What to produce >> Restate each line of the listing exactly, without carrying over any pictures.

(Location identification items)
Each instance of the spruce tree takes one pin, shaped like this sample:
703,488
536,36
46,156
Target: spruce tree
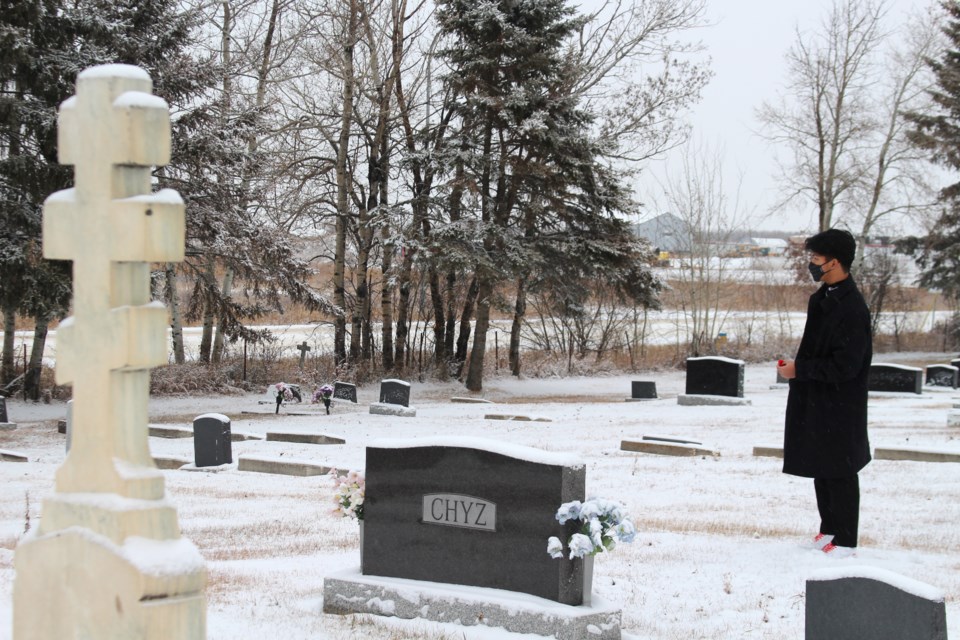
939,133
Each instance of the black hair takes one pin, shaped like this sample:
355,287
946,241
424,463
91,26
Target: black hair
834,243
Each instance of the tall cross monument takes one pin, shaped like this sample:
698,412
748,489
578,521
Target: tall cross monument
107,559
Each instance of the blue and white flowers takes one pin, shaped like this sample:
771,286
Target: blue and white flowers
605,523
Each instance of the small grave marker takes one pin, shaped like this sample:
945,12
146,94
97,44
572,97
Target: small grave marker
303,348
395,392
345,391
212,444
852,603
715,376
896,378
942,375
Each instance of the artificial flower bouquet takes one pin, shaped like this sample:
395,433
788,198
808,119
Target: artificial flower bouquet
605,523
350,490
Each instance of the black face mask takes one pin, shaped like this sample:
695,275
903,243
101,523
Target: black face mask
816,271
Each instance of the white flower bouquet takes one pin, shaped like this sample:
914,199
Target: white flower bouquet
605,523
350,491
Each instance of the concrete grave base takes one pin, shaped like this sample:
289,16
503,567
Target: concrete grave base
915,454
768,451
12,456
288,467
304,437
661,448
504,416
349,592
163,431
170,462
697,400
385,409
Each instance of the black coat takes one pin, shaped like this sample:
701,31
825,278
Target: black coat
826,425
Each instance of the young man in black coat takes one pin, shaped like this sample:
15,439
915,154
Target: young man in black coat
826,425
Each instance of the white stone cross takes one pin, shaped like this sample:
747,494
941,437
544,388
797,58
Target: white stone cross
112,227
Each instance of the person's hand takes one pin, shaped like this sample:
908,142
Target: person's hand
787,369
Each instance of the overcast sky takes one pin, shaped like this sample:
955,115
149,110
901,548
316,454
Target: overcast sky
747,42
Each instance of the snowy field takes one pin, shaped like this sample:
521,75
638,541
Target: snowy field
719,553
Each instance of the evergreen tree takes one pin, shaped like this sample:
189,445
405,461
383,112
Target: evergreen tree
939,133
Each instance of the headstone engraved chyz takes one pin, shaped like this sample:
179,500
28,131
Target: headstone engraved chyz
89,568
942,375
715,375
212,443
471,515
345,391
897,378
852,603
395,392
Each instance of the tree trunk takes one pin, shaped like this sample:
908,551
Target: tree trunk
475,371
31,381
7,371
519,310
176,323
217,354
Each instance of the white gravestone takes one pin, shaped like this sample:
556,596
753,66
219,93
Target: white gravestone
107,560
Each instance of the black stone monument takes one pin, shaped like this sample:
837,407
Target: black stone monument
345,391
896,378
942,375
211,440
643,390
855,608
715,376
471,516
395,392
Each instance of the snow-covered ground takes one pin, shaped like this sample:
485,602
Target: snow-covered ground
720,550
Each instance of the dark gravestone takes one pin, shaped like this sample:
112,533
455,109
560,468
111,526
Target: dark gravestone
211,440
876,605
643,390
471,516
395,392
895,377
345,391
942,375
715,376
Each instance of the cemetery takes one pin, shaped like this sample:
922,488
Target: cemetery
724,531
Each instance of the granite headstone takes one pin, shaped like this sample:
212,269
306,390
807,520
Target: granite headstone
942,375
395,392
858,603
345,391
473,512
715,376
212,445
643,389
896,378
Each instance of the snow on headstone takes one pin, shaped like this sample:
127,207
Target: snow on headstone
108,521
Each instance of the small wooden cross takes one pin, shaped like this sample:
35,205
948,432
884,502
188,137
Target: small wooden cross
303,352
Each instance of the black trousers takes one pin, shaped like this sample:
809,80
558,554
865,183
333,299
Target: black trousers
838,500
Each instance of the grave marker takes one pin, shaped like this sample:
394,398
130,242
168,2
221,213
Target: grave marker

Reply >>
Each instance of the spruce tree takes one pin, shaped like this sample:
703,488
536,36
46,156
Target: spruce tree
939,133
Each instance of the black hair takes one pin, shaped like this sample:
355,287
946,241
424,463
91,26
Target: black hair
834,243
Each instance of the tall cross monument takes one pin, shaped like this sample:
698,412
748,489
578,521
Target: tall cross monument
107,559
Each instance of the blue and white flowers takes one pin, shaped like this sample:
771,286
Target: blue and white flowers
605,523
Each instance of the small grave marker takes one pin, shaped like this sample:
945,12
146,94
97,44
572,97
Target: small grave marker
303,348
395,392
345,391
212,444
852,603
715,376
896,378
942,375
Each instance of the artificial flower bouquet takes one pin, shaped like this sample:
395,433
788,198
808,119
Target: artificial flower bouquet
605,523
350,490
Each instance of the black face mask takes one pin, shaped like this sample:
695,275
903,243
101,523
Target: black face mask
816,271
Each instance of the white flower bouquet takes one pin, shaped like this sample:
914,199
Target: white flower bouquet
605,523
350,491
Each instance of the concrete grave base takes one pin, shaped like this sample:
289,16
503,567
Target: concrete grave base
915,454
768,451
12,456
288,467
304,437
661,448
504,416
349,592
163,431
170,462
697,400
385,409
Each instance of the black coat takes one pin, shaped like this sample:
701,31
825,278
Target: black coat
826,425
Each instance of the young man in black coat takes one pin, shaped like this sample:
15,439
915,154
Target: young man in black coat
826,425
Each instance of the white stone cross takes one pin, shaped like this sample:
747,494
941,437
544,388
797,58
Target: white stone cross
112,227
Each instance of the person's hand takes one pin, shaped like this sample:
908,142
Target: person's hand
787,369
Each instance of the overcast sky takes one pin, shaped like this sample:
955,115
149,110
901,548
316,454
Target: overcast sky
747,42
Each instance of the snowy field takes one pin, shaped like this sample:
521,75
638,541
Target: snowy field
719,553
Each instance of the evergreen tree takes one pin, shaped like this sample:
189,445
405,461
383,112
Target: evergreen tree
939,133
Each instance of the headstone engraved chyz takes one pin, shaped like this sample:
179,500
28,131
Target: headstone engraved chyz
89,568
942,375
715,375
212,443
471,515
345,391
897,378
852,603
395,392
Each instance of the tree trunk takes one pin, shaped like this sample:
908,551
Target: tree trunk
475,371
31,381
7,371
519,310
176,323
217,354
Each instance of the white gravestone takes one pin, shaped like this sample:
556,596
753,66
219,93
Target: white gravestone
107,560
Each instance of the black stone monument takes one pin, shaped like this sample:
837,407
Target: black stone monument
345,391
896,378
942,375
211,440
643,390
855,608
715,376
471,516
395,392
Each instance of the snow-covered ground takes one pin, shaped like this sample:
485,602
Target: snow-covered ground
720,550
Each instance of the dark gravestone takes one pin, shaped like this sample:
112,533
455,109
560,468
111,526
Target: dark gravestone
211,440
876,605
643,390
471,516
395,392
895,377
345,391
942,375
715,376
Each instance of the cemetery takes one pin, shaped like this sample:
922,488
Target: cemetery
724,531
Each instance of the granite headstone takes one pin, shaped like this sample:
212,269
306,390
807,520
Target: granite headstone
942,375
395,392
858,603
345,391
473,512
715,376
212,445
643,389
896,378
Each instance of the snow on headstone takes one pin, shaped like this sample:
127,207
Target: snow on headstone
108,521
Each instance of the small wooden cross takes one pin, shaped like this sample:
35,205
948,432
884,502
188,137
Target: small wooden cross
303,352
Each instance of the black trousers takes one pin, shaped like this sample:
809,80
558,554
865,183
333,299
Target: black trousers
838,500
Each instance of the grave marker takes one pin, shaped like this sample:
394,398
130,242
168,2
221,213
Target: grave marker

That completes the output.